Schrage v MIC General Insurance Corpwhich was released unpublished in March 2017, shows how unique some no-fault cases can be. George Schrage was severely injured, and eventually died, after a racecar plowed into him as he was being pulled into a parked pickup truck near the track. He was working on a volunteer team maintaining the race track at the time of the crash.

Schrage’s case raises several uncommon and interesting details about the Michigan No-Fault Act.

Race Car Injuries Aren’t Covered by No-Fault Benefits

The first interesting part of the Schrage case is one everyone agreed on: the racecar that hit George Schrage was not a motor vehicle. For the purposes of the Michigan No-Fault Act, a vehicle only counts as a motor vehicle if it is registered or designed for use on public roads. This restriction allows the drivers of recreational vehicles to avoid the cost and hassle of registering and insuring their ATVs, dune buggies, and other off-road vehicles. Because race cars are only designed for use on private tracks, the parties agreed that Schrage was not entitled to no-fault benefits because of the race car.

Parked Cars Are Only Covered In Certain Circumstances

With no-fault benefits from race car off the table, Schrage’s estate administrator turned to the parked pick-up truck. This is where the conflict arose. MCL 500.3106 applies to no-fault claims involving parked vehicles. It says in part:

(1) Accidental bodily injury does not arise out of the ownership, operation, maintenance, or use of a parked vehicle as a motor vehicle unless any of the following occur:

(a) The vehicle was parked in such a way as to cause unreasonable risk of the bodily injury which occurred.

(b) Except as provided in subsection (2), the injury was a direct result of physical contact with equipment permanently mounted on the vehicle, while the equipment was being operated or used, or property being lifted onto or lowered from the vehicle in the loading or unloading process.

#### Exercise prompt
Carry the article on the Schrage no-fault case forward from the point where it stops.

#### Provided material
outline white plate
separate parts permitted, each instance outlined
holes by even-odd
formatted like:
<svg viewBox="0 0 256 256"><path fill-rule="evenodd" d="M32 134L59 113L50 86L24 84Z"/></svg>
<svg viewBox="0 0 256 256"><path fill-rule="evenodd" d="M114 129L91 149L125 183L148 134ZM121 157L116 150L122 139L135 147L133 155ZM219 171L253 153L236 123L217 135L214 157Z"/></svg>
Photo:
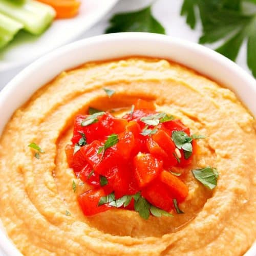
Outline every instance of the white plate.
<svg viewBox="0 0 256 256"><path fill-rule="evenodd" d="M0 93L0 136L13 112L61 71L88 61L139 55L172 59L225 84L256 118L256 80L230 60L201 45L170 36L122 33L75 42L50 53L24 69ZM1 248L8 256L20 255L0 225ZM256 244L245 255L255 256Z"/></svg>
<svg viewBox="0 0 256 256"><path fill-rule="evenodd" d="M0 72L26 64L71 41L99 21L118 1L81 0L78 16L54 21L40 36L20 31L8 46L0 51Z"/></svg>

* * *

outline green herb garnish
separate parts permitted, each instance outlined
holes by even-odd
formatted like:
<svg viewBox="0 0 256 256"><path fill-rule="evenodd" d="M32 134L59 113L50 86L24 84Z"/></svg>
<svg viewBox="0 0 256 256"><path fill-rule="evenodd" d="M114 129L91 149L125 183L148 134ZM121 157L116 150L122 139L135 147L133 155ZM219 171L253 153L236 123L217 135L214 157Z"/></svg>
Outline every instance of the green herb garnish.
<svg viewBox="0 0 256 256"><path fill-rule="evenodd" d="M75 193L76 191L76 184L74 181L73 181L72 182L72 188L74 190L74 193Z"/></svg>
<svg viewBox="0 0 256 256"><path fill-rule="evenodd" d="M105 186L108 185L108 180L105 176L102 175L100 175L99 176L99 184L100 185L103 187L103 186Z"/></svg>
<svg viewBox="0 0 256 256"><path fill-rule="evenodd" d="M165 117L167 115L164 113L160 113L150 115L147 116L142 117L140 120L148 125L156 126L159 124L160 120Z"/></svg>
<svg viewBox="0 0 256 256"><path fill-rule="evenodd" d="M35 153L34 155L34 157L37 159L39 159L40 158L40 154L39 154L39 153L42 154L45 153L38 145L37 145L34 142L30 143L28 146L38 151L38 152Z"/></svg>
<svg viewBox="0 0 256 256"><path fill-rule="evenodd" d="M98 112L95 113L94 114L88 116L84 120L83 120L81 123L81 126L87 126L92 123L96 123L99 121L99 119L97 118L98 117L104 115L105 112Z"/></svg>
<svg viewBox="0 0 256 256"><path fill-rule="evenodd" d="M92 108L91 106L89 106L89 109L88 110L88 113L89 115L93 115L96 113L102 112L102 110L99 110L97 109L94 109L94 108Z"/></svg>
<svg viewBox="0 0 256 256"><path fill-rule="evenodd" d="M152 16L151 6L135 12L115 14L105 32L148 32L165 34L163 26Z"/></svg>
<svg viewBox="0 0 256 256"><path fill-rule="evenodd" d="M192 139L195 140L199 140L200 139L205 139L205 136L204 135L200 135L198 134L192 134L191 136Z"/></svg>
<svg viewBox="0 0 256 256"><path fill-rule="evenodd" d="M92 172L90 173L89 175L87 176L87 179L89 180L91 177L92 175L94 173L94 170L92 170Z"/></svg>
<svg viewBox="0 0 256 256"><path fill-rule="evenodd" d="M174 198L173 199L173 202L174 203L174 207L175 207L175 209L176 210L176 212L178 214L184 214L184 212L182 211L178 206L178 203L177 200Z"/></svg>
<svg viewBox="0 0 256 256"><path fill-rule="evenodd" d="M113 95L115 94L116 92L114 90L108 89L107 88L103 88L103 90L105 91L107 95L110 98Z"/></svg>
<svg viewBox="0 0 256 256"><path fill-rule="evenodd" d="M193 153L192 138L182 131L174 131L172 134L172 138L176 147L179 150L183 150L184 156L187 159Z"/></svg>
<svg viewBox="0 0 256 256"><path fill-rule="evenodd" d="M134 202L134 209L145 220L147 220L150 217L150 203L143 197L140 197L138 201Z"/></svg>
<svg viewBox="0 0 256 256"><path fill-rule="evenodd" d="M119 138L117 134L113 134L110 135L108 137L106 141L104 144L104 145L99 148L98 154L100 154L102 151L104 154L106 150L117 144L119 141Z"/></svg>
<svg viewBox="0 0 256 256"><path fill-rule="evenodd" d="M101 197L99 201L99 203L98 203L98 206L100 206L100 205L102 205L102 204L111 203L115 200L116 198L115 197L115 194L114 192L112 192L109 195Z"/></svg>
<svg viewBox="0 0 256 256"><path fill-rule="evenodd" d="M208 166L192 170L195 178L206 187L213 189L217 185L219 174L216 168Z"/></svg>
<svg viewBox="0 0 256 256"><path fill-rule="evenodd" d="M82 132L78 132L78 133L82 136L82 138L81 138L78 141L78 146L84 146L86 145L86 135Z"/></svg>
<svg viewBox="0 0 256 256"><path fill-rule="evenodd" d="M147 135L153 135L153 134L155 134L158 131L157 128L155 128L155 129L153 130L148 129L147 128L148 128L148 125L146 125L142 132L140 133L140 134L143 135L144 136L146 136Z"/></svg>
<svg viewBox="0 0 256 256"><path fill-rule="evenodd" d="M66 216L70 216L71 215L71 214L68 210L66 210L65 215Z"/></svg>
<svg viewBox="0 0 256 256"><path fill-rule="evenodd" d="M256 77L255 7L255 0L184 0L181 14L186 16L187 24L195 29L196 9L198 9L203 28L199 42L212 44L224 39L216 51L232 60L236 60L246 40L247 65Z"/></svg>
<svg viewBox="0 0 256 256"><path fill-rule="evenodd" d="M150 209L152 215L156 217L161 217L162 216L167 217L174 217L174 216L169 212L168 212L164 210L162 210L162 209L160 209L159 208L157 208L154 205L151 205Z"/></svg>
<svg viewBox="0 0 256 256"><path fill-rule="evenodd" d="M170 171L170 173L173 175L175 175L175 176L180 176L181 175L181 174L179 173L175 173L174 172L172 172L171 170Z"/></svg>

==

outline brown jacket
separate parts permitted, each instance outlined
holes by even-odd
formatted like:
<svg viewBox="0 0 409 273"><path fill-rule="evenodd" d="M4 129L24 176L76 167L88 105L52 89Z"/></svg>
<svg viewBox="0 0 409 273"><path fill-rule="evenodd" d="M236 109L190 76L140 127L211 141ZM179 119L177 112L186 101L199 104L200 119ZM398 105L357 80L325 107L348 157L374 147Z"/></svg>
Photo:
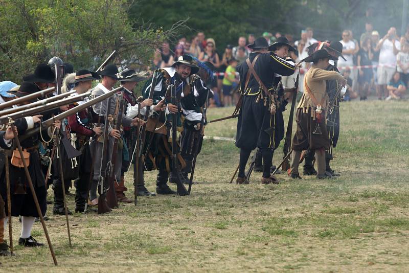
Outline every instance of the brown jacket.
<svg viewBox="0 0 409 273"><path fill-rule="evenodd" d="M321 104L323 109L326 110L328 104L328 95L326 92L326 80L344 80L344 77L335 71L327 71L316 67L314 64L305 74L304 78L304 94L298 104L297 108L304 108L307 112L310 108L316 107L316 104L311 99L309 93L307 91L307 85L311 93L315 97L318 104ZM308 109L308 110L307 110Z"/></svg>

#### Answer to the exercise
(c) Except as provided in subsection (2), the injury was sustained by a person while occupying, entering into, or alighting from the vehicle.

Schrage and the volunteer team were responsible to clean up the track, extinguish any fires, and rescue drivers involved in race car crashes. They used the pick-up truck to transport themselves and their equipment from place to place along the track. At the time of the crash, the pickup was parked and Schrage was in the process of retrieving a broom from the bed. When his team saw the racecar coming toward him they tried to pull him up into the bed.

Is Involuntary Entry Covered Under the No-Fault Act?

The question for the court was whether Schrage was “entering into, or alighting” from the vehicle when he was hit. Schrage testified that he first knew something was “going wrong” when “[t]he two guys of the truck tried to reach over and pull me into the bed.” The court said:

“In other words, while Schrage did not have the subjective intent to enter the pickup, a reasonable factfinder could conclude from the evidence that Schrage’s companions were attempting to pull him unto the bed of the pickup when the accident occurred; consequently, there is a genuine issue of material fact whether Schrage was, in fact, ‘entering into . . . the vehicle.'”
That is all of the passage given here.